>> start SOURCE PASSAGE

2

As part of a research project, I want to select the best combination of preprocessing techniques and textual features that optimize the results of a text classification task. For this, I am using Python 3.6.

There are a number of methods to combine features and algorithms, but I want to take full advantage of sklearn's pipelines and test all the different (valid) possibilities using grid search for the ultimate feature combo.

My first step was to build a pipeline that looks like the following:

# Run a vectorizer with a predefined tweet tokenizer and a Naive Bayes

pipeline = Pipeline([
    ('vectorizer', CountVectorizer(tokenizer = tweet_tokenizer)),
    ('nb', MultinomialNB())
])

parameters = {
'vectorizer__preprocessor': (None, preprocessor)
}

gs =  GridSearchCV(pipeline, parameters, cv=5, n_jobs=-1, verbose=1)

In this simple example, the vectorizer tokenizes the data using tweet_tokenizer and then tests which option of preprocessing (None or a predefined function) results better.

>> end SOURCE PASSAGE
>> start GIVEN MATERIAL

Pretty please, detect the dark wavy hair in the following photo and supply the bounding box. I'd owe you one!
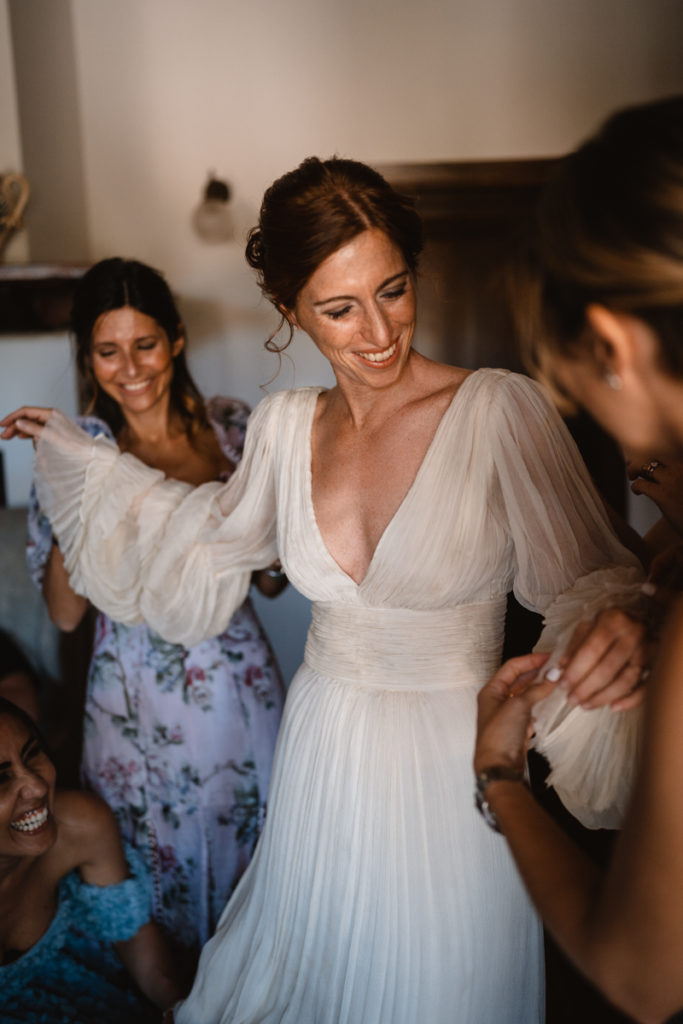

>> end GIVEN MATERIAL

THINGS TO DO:
1. Answer these from the pipeline post:
(a) Which version of Python is being used?
(b) Which classifier comes after the vectorizer in the first pipeline?
(c) What value is given for cv in the GridSearchCV call?
2. State whether each statement agrees with the pipeline post, and support each answer with a quotation from the post:
(a) The writer intends to use grid search to try out combinations of features.
(b) The pipeline's vectorizer is a TfidfVectorizer.
(c) The parameter grid compares using no preprocessor with using a predefined function.
The data placed after the pipeline post plays no role here.

SOLUTIONS TO THE TASKS:
1.
(a) Python 3.6
(b) MultinomialNB, a Naive Bayes classifier
(c) 5

2.
(a) Yes: "test all the different (valid) possibilities using grid search for the ultimate feature combo"
(b) No: "('vectorizer', CountVectorizer(tokenizer = tweet_tokenizer))"
(c) Yes: "tests which option of preprocessing (None or a predefined function) results better"